Return each line of the listing below that contains the word "patch", treating uppercase and lowercase letters as distinct.

▶ [RECORD LIST]
####

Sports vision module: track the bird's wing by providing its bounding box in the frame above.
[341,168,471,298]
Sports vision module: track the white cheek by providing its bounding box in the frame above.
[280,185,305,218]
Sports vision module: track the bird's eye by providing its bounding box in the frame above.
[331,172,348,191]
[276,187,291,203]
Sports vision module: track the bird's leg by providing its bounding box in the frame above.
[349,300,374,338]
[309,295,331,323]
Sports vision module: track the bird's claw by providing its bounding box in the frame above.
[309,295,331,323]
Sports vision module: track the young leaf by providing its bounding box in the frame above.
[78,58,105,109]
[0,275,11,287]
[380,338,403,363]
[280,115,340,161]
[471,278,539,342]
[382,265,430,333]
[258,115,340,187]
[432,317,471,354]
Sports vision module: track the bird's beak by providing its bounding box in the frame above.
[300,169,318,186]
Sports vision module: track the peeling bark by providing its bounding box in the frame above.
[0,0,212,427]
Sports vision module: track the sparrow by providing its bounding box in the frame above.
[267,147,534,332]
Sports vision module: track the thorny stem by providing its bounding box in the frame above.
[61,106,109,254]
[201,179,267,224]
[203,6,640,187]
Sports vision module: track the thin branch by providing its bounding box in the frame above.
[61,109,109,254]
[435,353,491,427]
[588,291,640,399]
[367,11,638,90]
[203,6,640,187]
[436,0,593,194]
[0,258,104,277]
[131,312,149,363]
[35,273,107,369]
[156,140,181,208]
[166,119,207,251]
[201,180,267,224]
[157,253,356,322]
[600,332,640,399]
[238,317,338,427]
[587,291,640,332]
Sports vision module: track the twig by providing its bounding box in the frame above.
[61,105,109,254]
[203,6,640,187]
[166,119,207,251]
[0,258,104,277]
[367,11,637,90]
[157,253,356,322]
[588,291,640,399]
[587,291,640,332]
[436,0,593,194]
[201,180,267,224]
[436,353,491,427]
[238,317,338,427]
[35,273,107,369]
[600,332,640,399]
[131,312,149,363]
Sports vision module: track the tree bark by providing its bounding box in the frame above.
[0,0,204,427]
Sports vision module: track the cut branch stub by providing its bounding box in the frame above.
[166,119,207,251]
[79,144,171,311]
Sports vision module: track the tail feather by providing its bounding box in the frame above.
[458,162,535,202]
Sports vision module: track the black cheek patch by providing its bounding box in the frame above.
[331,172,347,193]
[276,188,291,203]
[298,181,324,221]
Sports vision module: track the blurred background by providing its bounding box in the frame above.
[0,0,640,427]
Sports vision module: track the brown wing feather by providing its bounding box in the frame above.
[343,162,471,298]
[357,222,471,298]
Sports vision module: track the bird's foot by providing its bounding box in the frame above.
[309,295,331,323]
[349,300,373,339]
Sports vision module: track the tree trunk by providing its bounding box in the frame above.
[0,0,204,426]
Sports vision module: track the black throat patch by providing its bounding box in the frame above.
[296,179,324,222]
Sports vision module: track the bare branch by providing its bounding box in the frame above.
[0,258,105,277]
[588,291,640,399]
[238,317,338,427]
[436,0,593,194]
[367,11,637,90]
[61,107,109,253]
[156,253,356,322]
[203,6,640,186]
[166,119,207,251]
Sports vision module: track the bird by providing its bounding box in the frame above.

####

▶ [RESULT OF THIS EXERCISE]
Sports vision module: track the black cheek patch by providing its bounding box in the frame above.
Sports vision module: track the black throat patch by providing its bounding box in the frame above.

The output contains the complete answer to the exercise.